La legge è ideologica e violenta, quintessenza di un dispotismo etico che vuole imporre a tutti il parzialissimo, controverso punto di vista di una sola parte a chi ha convinzioni, fedi, stili di vita diversi. Afferma la «indisponibilità» della vita: ma questa è una affermazione in palese contrasto con l´ormai consolidato diritto al rifiuto e alla sospensione delle cure, che in moltissimi casi è già stato esercitato con la consapevolezza che si trattava di una decisione che avrebbe portato alla morte. Nega il diritto di rifiutare trattamenti come l’alimentazione e l’idratazione forzata, escludendone il carattere terapeutico in contrasto con l’opinione delle società scientifiche e con l´evidenza della pratica medica. Riflette un fondamentalismo cattolico incomprensibile: il muro alzato dalle gerarchie vaticane contrasta clamorosamente, ad esempio, con l’apertura mostrata dalla Conferenza episcopale tedesca. Varcate le Alpi, quel che lì è materia di legittimo dibattito pubblico improvvisamente diventa questione di fede?
________
OBIETTIVO: Nel testo sulla legge, per quale motivo l'affermazione della «indisponibilità» della vita risulta in palese contrasto con il diritto vigente? Spiegalo in una o due frasi.

MATERIALE MOSTRATO:
________
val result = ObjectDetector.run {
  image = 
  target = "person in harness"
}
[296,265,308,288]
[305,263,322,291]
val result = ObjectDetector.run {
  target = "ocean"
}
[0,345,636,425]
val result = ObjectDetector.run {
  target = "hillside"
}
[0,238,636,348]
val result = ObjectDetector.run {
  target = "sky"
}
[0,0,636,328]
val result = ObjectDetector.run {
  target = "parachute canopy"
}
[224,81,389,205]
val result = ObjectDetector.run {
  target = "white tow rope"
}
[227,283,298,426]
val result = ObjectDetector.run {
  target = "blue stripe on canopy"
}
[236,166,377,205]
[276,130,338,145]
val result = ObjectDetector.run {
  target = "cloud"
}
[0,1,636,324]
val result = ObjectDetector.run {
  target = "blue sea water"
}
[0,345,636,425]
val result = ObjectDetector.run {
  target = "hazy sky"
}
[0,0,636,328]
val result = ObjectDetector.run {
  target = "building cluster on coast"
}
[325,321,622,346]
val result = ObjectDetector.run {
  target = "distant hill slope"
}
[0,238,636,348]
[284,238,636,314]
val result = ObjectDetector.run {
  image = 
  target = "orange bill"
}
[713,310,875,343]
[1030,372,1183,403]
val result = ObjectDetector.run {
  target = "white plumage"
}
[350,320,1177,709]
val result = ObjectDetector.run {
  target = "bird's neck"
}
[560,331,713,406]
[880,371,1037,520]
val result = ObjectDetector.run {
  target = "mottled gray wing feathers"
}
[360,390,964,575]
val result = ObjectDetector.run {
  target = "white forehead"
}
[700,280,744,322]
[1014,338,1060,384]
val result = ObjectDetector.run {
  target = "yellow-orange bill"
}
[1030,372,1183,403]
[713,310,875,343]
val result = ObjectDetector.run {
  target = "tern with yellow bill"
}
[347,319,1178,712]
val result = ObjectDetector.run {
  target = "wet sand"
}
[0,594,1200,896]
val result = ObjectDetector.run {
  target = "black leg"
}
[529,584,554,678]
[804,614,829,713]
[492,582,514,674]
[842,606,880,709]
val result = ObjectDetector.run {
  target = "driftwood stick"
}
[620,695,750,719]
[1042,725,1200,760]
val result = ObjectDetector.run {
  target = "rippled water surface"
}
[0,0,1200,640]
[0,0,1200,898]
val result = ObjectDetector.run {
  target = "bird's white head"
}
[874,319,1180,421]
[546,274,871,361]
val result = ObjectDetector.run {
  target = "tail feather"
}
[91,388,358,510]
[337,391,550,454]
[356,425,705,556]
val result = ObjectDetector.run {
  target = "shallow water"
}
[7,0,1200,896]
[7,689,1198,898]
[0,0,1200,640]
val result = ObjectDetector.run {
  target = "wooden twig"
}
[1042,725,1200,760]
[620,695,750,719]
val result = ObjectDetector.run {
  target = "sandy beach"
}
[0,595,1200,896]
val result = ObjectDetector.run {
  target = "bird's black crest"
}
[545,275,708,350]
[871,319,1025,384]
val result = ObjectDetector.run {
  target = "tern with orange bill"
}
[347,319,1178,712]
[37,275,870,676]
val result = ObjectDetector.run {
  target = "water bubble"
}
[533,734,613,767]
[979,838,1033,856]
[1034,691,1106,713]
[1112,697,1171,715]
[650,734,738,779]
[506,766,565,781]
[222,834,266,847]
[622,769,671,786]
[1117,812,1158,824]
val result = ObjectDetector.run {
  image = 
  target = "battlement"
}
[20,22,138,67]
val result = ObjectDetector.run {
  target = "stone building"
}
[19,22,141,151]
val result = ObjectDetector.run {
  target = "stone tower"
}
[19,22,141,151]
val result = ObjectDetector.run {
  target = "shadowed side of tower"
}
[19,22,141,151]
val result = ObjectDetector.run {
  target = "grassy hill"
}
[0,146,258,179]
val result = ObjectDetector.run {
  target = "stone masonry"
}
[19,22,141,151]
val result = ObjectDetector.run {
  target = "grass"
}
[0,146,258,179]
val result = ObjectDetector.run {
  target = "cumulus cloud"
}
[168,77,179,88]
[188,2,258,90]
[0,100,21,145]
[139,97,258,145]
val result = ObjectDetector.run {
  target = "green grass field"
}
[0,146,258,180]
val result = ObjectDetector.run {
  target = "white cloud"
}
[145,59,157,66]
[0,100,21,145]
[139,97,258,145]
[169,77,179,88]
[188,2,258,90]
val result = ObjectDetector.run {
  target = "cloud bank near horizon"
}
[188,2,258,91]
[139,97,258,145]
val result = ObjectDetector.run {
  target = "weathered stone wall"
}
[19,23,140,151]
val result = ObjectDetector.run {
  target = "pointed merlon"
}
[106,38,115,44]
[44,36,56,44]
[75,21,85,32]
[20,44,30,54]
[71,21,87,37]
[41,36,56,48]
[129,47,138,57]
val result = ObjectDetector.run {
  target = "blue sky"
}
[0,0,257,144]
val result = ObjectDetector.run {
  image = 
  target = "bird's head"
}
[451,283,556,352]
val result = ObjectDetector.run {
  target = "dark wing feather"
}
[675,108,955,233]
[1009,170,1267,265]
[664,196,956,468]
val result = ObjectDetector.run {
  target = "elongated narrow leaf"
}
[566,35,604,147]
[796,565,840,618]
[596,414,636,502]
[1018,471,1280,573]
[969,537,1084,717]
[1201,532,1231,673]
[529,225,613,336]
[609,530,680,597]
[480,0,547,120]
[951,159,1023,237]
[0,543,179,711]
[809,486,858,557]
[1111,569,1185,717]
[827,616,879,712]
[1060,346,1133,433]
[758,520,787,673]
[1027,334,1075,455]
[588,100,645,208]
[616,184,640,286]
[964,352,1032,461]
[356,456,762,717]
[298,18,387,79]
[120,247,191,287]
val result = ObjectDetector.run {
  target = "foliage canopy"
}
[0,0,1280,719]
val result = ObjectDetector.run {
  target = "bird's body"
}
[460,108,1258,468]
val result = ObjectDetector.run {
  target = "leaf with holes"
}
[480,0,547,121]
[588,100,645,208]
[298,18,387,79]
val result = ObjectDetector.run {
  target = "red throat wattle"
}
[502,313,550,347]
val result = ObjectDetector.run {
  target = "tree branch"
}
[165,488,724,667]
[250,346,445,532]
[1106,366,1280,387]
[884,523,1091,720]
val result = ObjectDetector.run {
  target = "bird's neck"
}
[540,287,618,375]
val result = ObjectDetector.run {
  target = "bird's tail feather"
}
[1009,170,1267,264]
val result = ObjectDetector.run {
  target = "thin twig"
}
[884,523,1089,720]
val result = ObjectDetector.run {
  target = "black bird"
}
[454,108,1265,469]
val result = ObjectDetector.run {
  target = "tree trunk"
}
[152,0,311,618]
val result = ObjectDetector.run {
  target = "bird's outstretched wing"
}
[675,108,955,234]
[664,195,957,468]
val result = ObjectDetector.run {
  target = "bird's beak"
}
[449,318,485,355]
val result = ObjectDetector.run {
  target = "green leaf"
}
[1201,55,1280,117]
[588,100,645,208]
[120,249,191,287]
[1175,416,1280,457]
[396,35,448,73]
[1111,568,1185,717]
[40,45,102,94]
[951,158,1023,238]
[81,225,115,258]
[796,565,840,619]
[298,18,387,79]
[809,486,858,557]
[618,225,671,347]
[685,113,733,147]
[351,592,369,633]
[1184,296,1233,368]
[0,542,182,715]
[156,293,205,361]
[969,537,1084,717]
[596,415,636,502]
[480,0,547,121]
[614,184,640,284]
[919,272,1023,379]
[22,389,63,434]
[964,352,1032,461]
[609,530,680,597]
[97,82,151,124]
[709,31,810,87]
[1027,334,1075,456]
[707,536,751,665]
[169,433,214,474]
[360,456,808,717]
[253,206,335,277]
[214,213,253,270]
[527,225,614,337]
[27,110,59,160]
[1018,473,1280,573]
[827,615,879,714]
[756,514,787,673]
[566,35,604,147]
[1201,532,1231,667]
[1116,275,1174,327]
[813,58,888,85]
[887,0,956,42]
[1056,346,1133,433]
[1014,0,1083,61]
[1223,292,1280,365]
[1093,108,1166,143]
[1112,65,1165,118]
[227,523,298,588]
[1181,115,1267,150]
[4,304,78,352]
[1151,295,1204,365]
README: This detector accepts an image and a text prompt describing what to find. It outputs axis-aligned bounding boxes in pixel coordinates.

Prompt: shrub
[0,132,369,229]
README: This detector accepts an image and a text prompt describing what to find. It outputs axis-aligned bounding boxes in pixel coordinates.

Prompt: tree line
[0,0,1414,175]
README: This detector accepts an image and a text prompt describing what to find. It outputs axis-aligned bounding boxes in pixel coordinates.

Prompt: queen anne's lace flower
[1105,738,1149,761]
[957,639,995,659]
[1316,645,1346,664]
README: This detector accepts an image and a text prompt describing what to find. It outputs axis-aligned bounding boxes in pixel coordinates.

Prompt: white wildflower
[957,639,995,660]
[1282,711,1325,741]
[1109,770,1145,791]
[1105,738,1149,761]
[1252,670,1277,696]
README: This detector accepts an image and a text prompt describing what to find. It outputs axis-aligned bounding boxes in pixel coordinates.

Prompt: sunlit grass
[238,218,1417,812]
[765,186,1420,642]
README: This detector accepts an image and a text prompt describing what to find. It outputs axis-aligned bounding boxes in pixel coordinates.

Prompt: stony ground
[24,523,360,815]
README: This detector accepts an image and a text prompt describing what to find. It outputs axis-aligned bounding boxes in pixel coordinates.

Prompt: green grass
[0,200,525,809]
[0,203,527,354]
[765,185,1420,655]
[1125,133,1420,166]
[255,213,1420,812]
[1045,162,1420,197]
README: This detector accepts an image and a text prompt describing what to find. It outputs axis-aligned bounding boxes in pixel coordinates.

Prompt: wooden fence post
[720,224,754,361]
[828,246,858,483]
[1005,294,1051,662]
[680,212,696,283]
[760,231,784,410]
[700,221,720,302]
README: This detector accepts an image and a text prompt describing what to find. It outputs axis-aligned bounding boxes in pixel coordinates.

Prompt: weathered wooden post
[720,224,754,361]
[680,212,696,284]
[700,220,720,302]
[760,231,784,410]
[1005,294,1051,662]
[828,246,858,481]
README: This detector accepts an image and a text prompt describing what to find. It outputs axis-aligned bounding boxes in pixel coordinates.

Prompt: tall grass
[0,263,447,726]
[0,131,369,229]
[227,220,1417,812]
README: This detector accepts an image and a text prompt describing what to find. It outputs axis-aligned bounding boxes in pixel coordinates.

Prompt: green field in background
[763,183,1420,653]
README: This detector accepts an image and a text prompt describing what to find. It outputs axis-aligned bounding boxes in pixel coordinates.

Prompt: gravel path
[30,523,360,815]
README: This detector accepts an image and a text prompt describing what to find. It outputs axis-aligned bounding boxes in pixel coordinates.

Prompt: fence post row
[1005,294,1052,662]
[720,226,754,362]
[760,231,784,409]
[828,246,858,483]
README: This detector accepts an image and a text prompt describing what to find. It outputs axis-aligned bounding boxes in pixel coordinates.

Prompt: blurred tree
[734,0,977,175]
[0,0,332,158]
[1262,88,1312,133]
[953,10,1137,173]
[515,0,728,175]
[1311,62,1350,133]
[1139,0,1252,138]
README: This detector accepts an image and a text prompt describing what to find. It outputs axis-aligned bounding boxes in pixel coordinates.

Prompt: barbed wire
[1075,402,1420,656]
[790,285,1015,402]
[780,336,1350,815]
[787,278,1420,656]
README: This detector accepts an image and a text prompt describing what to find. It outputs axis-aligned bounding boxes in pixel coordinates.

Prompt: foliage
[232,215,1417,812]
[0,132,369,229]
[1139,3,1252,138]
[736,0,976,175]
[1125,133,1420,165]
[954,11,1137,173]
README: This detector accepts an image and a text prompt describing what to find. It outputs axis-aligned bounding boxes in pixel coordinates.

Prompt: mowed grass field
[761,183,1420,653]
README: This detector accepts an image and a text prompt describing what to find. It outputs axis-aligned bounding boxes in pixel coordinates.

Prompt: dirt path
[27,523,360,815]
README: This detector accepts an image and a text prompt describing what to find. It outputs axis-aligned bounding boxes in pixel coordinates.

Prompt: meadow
________
SOLUZIONE: Contrasta con il diritto ormai consolidato al rifiuto e alla sospensione delle cure. In moltissimi casi questo diritto è già stato esercitato sapendo che quella decisione avrebbe portato alla morte.